-- Brief --
Each entry that follows is to be duplicated exactly, without its images.

Natural language region descriptions
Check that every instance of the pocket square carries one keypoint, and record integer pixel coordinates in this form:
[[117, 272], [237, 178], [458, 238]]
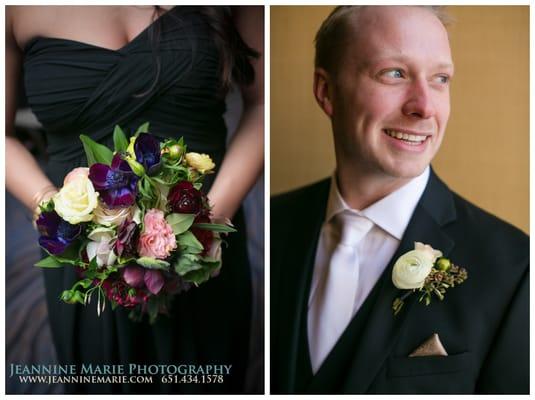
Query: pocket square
[[431, 347]]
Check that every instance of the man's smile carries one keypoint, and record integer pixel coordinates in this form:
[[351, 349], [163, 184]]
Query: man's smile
[[413, 139]]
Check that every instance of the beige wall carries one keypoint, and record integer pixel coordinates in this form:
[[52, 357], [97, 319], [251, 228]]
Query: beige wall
[[485, 153]]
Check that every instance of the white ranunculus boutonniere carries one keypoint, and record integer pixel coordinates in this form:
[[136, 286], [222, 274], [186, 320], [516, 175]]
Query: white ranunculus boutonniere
[[424, 270]]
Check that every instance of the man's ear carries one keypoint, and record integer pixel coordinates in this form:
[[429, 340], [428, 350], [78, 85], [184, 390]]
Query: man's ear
[[323, 89]]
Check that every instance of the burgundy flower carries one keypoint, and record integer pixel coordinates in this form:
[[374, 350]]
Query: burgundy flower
[[183, 198], [117, 185], [117, 290], [153, 280], [133, 275], [204, 236], [56, 234]]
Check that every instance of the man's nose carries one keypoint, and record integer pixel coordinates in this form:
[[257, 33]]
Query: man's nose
[[419, 102]]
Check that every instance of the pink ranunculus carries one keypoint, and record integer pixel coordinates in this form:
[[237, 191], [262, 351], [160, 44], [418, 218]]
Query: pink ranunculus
[[157, 239], [75, 173]]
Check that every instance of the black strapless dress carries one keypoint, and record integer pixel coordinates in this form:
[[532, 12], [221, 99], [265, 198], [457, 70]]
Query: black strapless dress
[[77, 88]]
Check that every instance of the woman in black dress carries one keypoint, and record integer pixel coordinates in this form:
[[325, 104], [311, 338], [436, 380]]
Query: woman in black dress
[[89, 68]]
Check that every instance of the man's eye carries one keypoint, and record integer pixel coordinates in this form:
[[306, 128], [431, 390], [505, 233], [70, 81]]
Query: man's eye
[[442, 79], [394, 73]]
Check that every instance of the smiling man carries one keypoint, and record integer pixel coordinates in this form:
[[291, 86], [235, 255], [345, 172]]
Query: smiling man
[[341, 321]]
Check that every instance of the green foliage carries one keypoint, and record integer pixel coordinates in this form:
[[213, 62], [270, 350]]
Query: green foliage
[[49, 262], [95, 152], [152, 263], [120, 143], [180, 223], [215, 227]]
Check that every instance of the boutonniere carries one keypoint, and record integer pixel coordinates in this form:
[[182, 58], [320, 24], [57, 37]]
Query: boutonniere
[[424, 271]]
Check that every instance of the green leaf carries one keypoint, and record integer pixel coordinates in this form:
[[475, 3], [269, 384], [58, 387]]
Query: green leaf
[[203, 274], [119, 139], [152, 263], [142, 129], [215, 227], [180, 222], [189, 243], [95, 152], [49, 262]]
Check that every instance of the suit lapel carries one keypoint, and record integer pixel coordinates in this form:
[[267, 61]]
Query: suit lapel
[[300, 261], [434, 210]]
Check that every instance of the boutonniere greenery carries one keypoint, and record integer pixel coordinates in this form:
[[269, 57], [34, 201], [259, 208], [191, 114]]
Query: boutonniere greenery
[[424, 271]]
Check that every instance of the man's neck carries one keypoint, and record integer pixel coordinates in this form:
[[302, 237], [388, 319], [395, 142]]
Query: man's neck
[[360, 190]]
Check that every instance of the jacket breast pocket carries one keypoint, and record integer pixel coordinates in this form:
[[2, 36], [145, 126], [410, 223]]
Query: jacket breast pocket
[[430, 365]]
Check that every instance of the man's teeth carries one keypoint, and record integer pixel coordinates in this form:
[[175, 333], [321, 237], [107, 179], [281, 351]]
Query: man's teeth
[[406, 136]]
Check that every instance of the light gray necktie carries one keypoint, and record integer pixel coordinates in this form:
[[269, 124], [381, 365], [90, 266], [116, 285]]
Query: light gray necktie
[[332, 306]]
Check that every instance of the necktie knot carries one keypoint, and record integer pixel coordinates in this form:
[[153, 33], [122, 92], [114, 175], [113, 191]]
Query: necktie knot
[[351, 228]]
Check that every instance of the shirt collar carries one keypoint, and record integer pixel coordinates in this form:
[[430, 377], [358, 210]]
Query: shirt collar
[[392, 213]]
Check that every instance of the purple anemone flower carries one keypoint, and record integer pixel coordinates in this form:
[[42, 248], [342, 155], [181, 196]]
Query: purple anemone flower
[[147, 150], [56, 234], [117, 185]]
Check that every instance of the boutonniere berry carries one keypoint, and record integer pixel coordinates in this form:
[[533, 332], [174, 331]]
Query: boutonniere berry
[[424, 271]]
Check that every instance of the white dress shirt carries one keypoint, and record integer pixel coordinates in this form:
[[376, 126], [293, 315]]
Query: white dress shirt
[[390, 217]]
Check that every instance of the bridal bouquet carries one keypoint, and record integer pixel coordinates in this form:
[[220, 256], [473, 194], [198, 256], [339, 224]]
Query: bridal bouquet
[[134, 224]]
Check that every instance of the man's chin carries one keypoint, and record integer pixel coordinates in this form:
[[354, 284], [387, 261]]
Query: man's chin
[[405, 171]]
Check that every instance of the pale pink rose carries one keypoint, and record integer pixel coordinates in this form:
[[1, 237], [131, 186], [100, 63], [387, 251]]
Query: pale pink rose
[[157, 239], [75, 173]]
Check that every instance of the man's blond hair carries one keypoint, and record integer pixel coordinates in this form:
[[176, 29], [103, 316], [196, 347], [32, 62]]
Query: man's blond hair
[[331, 37]]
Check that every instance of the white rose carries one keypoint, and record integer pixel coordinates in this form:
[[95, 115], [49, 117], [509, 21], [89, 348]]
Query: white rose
[[201, 162], [432, 253], [77, 199], [411, 269], [101, 246], [109, 217]]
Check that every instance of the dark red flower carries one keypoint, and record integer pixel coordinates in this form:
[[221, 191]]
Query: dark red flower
[[183, 198]]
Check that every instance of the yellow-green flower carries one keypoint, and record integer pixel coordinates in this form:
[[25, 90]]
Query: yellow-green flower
[[201, 162]]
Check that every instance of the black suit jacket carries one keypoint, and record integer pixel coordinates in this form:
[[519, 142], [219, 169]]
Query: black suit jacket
[[482, 323]]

-- Solution below --
Check that every instance of the pocket square carries one keypoint, and record integer pixel coordinates in this form:
[[117, 272], [237, 178], [458, 238]]
Query: pocket square
[[431, 347]]
Check that every instance of the man's smile carries one keypoint, and record integer pixel coordinates in this form:
[[351, 349], [163, 184]]
Query: man's smile
[[413, 139]]
Check that every instance of the beige wall carries one keypoint, and record integer pixel coordinates in this form:
[[52, 357], [97, 319], [251, 228]]
Query: beige wall
[[485, 153]]
Check that every instance of the white ranunculus boutonniere carries one keypoint, and record integer pixel coordinates in this form:
[[136, 286], [222, 274], [186, 320], [516, 175]]
Query: white ranunculus boutonniere
[[424, 270]]
Check that every instance of the man's ear carries one keypoint, and record integer pixel coordinates in this form:
[[429, 340], [428, 350], [78, 85], [184, 390]]
Query: man's ear
[[323, 89]]
Check that every instance of the burgundy flower carries one keypoint, and record integer pixel coordinates in this form:
[[374, 350]]
Query: burgundy flower
[[183, 198], [117, 185], [117, 290], [153, 280], [133, 275], [204, 236], [56, 234]]
Check that every instance of the man's nose carries one keypoint, and record integer pixel coordinates in this form:
[[257, 33]]
Query: man's nose
[[419, 102]]
Check that every instance of the pink ranunculus carries one keypoint, and record integer pixel coordinates in this form:
[[237, 191], [262, 351], [160, 44], [418, 218]]
Query: pink ranunculus
[[157, 239], [75, 173]]
Check that every instance of the black strapless dress carries one keypoint, and record integer pixel coordinates in this form:
[[532, 12], [221, 99], [265, 198], [457, 70]]
Query: black strapless dress
[[77, 88]]
Check that every instance of the woman in black dress carries one keypoint, and record integer pixel coordinates in this form:
[[325, 104], [311, 338], [436, 380]]
Query: woman in black dress
[[89, 68]]
Check that every instance of the man's eye carries one keypoint, and record integer pixel coordinates in this form:
[[306, 128], [431, 390], [505, 233], [70, 81]]
Query: man's eye
[[442, 79], [394, 73]]
Check that every instance of the smiling man carries one keypoint, and record integer pixel coordinates in this form:
[[291, 86], [235, 255], [345, 172]]
Query: smiling man
[[341, 321]]
Check that every instance of the green foliage carries one keypoint, and record integer pixel coordinates in this form:
[[213, 62], [270, 350]]
Query: green foliage
[[49, 262], [95, 152], [152, 263], [120, 143], [180, 223], [215, 227]]
Check that every instance of the boutonniere carries one keypoint, and record integer pixel coordinates in this form:
[[182, 58], [320, 24], [57, 37]]
Query: boutonniere
[[424, 271]]
Check that every instance of the green leaf carries one keypoint, and record integer pixel coordinates in this form:
[[475, 3], [269, 384], [58, 387]]
Query: green leaf
[[203, 274], [119, 139], [152, 263], [142, 129], [215, 227], [180, 222], [189, 243], [95, 152], [49, 262]]
Check that every instance of the suit lapel carries one keypoint, and record integer pixel coordinates in this form:
[[267, 61]]
Query: suit lapel
[[300, 261], [434, 210]]
Check that every instance of the boutonniere greenery carries one keypoint, and record integer pixel coordinates in this form:
[[269, 57], [34, 201], [259, 208], [191, 114]]
Query: boutonniere greenery
[[424, 271]]
Check that every instance of the man's neck carries one keypoint, and record integer pixel coordinates in this form:
[[302, 237], [388, 319], [395, 142]]
Query: man's neck
[[360, 190]]
Check that every instance of the jacket breast pocket carries one keypoint, and record integer pixel coordinates in this form:
[[2, 36], [145, 126], [410, 223]]
Query: jacket breast pocket
[[430, 365]]
Check that every instance of the man's teeth carries one keypoint, and record integer pixel coordinates in this form:
[[175, 333], [321, 237], [107, 179], [281, 351]]
Query: man's teeth
[[406, 136]]
Check that every instance of the light gray necktie carries one keypoint, and record integer pixel coordinates in this form:
[[269, 124], [381, 365], [90, 266], [116, 285]]
Query: light gray necktie
[[332, 306]]
Check that every instance of the necktie knot carries one keypoint, and record integer pixel coordinates in this form:
[[153, 33], [122, 92], [114, 175], [113, 191]]
Query: necktie knot
[[351, 228]]
Check that every instance of the shirt collar carries one keypoint, and record integer pixel coordinates in this form:
[[430, 377], [358, 210]]
Query: shirt collar
[[392, 213]]
Check that every instance of the purple anemone flower carries one keypoint, and record integer pixel coordinates in this form:
[[42, 248], [342, 155], [181, 196]]
Query: purple anemone flower
[[147, 150], [56, 234], [117, 185]]
Check that every instance of the boutonniere berry carries one keypoint, and record integer pixel coordinates in this form:
[[533, 332], [174, 331]]
Query: boutonniere berry
[[424, 271]]
Check that every instance of the white dress shirt carries one keypoint, and record integer pixel coordinates in this form:
[[376, 126], [293, 315]]
Query: white dress shirt
[[390, 217]]
Check that every instance of the bridal bouquet carries one keypoint, and record integer pixel coordinates in this form:
[[220, 256], [473, 194], [198, 256], [339, 224]]
Query: bridal bouquet
[[134, 224]]
Check that every instance of the man's chin carries one keypoint, and record integer pixel coordinates in this form:
[[354, 284], [387, 261]]
Query: man's chin
[[405, 171]]
Check that every instance of the pale pink rose carries one keypoint, and record integer pixel coordinates in this form:
[[1, 237], [131, 186], [100, 63], [387, 251]]
Query: pale pink rose
[[157, 239], [75, 173]]
Check that every instance of the man's blond hair carries one keypoint, and record integer pixel coordinates in this form:
[[176, 29], [103, 316], [196, 347], [32, 62]]
Query: man's blond hair
[[331, 37]]
Check that every instance of the white rose carries one keypoint, and record integer pixel coordinates in this form:
[[95, 115], [49, 117], [509, 21], [89, 348]]
Query: white rose
[[201, 162], [432, 253], [77, 199], [411, 269], [101, 246], [109, 217]]
Check that every instance of the dark red flower carries one keypoint, and record integer pixel coordinates in this form:
[[221, 191]]
Query: dark red flower
[[183, 198]]
Check that every instance of the yellow-green flower carries one keypoint, and record integer pixel coordinates in this form:
[[25, 90]]
Query: yellow-green flower
[[201, 162]]
Check that every instance of the black suit jacket carries one keypoint, and record integer pixel coordinates in this form:
[[519, 142], [219, 169]]
Query: black suit jacket
[[482, 323]]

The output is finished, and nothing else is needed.